RECORDS PROVIDED: Begin

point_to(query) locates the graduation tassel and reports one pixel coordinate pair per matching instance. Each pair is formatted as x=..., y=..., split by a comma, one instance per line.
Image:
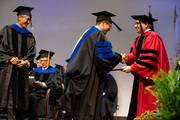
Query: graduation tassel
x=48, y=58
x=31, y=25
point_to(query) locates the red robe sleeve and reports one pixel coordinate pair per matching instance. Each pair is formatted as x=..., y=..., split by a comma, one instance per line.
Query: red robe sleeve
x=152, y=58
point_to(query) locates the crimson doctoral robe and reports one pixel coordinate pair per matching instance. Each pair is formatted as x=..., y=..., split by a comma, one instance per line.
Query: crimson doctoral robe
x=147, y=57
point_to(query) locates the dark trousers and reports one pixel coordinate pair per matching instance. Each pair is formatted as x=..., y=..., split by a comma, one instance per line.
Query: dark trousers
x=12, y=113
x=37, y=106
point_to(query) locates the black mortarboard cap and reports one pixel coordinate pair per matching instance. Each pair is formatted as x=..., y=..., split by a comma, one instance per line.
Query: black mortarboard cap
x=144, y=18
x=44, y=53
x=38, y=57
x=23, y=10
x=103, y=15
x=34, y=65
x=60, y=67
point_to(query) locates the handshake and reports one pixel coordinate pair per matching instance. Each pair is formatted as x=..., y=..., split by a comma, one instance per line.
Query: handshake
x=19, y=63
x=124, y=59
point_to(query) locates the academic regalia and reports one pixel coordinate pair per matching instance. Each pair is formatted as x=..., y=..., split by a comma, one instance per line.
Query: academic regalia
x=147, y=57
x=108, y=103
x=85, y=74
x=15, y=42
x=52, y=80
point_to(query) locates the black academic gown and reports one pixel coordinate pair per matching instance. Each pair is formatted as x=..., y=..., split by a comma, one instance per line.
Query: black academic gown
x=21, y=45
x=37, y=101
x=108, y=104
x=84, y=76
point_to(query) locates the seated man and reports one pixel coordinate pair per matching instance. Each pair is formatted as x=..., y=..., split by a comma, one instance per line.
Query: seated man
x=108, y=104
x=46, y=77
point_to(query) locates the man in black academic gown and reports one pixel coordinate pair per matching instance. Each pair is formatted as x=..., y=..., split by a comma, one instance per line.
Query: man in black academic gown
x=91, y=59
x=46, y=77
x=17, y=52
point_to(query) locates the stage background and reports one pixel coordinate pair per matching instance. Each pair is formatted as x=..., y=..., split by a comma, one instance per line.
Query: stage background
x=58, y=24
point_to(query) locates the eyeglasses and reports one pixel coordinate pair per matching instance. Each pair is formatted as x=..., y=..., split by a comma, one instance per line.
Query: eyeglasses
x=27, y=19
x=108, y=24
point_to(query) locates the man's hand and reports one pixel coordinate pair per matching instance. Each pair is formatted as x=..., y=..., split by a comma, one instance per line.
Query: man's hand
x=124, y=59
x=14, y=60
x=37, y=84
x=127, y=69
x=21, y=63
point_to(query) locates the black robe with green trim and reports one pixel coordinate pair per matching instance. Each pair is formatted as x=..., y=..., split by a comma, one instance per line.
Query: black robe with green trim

RECORDS PROVIDED: End
RECORDS PROVIDED: Begin

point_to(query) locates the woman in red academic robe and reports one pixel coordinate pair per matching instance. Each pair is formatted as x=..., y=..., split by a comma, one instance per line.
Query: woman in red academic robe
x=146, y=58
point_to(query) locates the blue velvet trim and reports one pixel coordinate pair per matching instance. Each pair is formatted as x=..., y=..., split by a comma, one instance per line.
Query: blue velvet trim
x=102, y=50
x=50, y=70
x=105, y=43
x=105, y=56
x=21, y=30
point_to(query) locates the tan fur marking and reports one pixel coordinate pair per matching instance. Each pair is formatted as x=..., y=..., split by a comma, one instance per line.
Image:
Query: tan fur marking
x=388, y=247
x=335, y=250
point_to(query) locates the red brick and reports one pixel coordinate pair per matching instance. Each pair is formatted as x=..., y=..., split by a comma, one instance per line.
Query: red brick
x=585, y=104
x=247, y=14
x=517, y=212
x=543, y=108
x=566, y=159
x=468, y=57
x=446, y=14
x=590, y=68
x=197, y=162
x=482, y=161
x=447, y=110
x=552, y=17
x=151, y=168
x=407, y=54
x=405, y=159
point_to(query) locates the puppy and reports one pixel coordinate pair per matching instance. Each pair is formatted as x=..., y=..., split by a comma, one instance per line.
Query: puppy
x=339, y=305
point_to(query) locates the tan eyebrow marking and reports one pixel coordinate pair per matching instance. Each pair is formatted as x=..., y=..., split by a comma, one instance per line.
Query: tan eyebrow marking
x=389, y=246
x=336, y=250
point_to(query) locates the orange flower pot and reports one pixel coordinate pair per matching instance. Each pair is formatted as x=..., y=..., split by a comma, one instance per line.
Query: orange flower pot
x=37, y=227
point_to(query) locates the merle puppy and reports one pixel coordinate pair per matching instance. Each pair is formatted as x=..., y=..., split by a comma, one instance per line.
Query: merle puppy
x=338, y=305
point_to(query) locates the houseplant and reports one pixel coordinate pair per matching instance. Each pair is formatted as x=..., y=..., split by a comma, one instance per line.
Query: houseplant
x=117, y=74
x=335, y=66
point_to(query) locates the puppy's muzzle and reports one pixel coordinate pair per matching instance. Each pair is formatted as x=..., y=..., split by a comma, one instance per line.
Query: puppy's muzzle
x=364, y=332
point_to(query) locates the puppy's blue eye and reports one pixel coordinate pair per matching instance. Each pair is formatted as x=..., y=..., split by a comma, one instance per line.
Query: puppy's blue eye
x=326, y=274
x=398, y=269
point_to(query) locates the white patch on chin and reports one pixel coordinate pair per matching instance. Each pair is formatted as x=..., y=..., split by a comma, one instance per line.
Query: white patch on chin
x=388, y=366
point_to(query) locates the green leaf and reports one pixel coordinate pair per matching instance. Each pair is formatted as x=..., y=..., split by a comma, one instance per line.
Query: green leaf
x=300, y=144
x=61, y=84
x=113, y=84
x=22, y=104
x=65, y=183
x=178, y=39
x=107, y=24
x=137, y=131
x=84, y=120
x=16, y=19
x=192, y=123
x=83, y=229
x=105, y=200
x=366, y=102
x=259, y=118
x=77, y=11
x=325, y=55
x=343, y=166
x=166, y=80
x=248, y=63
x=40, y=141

RECORDS PROVIDED: End
RECORDS PROVIDED: Begin

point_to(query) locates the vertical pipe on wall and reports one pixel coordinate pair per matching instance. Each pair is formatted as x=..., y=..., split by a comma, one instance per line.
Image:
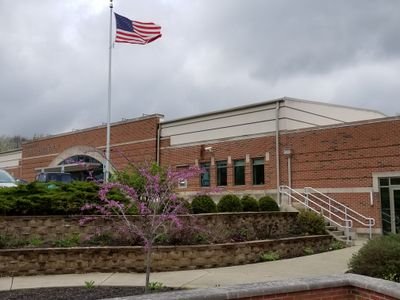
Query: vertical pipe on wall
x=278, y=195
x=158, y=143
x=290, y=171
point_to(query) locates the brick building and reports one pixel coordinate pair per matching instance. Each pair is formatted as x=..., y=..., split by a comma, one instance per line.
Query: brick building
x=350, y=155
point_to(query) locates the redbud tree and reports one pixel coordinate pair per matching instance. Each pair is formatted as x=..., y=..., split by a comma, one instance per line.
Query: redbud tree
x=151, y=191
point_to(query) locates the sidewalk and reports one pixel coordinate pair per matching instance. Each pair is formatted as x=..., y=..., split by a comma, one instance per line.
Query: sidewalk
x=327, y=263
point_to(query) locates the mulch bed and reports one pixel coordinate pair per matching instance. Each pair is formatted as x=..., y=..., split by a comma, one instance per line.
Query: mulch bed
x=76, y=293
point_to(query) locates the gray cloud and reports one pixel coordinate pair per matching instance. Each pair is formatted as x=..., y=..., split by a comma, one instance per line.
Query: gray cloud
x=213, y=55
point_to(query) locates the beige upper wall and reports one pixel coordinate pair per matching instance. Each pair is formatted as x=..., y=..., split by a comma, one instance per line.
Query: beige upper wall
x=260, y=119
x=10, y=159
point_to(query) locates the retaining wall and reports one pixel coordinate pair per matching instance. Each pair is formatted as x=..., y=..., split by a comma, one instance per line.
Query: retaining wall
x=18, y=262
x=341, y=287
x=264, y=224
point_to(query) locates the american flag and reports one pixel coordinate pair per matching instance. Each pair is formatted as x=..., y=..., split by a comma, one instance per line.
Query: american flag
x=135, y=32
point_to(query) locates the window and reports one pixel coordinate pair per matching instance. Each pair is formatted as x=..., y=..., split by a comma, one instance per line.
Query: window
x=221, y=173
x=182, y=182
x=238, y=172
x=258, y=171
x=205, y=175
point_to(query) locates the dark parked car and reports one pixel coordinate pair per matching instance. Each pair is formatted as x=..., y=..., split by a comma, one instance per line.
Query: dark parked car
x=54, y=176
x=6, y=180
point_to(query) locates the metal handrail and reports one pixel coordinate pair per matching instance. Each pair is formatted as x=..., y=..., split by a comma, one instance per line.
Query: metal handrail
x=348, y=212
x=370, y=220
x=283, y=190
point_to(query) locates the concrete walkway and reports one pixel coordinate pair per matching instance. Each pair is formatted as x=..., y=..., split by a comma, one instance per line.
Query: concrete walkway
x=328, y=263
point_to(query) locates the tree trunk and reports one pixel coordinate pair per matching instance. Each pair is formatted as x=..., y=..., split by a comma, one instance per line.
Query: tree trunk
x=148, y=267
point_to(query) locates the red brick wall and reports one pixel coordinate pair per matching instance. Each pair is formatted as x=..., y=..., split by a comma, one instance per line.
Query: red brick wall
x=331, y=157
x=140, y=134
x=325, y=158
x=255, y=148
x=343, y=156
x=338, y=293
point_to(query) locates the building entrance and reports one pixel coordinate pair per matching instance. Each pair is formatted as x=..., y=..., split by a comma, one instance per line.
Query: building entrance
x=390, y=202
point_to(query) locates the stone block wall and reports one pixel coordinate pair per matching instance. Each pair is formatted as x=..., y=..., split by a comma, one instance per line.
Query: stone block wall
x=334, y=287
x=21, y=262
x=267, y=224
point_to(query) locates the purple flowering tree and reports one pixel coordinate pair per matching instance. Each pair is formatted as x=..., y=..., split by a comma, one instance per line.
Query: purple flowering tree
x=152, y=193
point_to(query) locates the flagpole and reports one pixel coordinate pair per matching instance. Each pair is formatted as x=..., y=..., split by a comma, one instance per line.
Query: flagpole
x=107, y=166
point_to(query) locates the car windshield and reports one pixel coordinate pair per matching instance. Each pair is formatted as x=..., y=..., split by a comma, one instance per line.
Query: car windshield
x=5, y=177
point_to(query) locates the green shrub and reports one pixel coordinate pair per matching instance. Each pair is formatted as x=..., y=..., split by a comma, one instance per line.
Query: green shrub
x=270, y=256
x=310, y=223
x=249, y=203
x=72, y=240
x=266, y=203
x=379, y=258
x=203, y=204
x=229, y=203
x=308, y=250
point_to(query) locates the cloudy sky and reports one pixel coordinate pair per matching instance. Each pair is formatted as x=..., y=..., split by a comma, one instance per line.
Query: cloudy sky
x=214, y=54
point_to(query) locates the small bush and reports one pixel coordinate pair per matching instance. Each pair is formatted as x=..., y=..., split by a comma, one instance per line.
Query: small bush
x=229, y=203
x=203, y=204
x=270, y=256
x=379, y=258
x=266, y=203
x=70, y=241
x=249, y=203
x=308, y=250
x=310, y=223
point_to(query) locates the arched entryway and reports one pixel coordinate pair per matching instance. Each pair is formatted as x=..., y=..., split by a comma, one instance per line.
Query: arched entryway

RECORDS PROVIDED: End

**EXERCISE OBJECTIVE**
Copy exactly, without pictures, the lines above from the one with "point_to(query) locates the graduation" down to the one with "point_to(query) locates the dark trousers", inclusive.

**SOLUTION FOR THIS EXERCISE**
point_to(query) locates the graduation tassel and reports one pixel coordinate pair per matching instance. Each pair is formatted as x=..., y=..., split by a comma, one instance per line.
Image:
Query: graduation tassel
x=48, y=58
x=31, y=25
point_to(query) locates the red robe sleeve and reports one pixel coordinate pair per matching instance. Each pair is formatted as x=..., y=..., split by a comma, one instance per line.
Query: red robe sleeve
x=152, y=58
point_to(query) locates the crimson doctoral robe and reports one pixel coordinate pair per matching instance. Each pair is formatted as x=..., y=..., split by a comma, one instance per line.
Query: crimson doctoral robe
x=147, y=57
point_to(query) locates the dark trousers and reports one pixel coordinate pair per matching instance. Each pair is formatted as x=..., y=..., split by a comma, one instance per line.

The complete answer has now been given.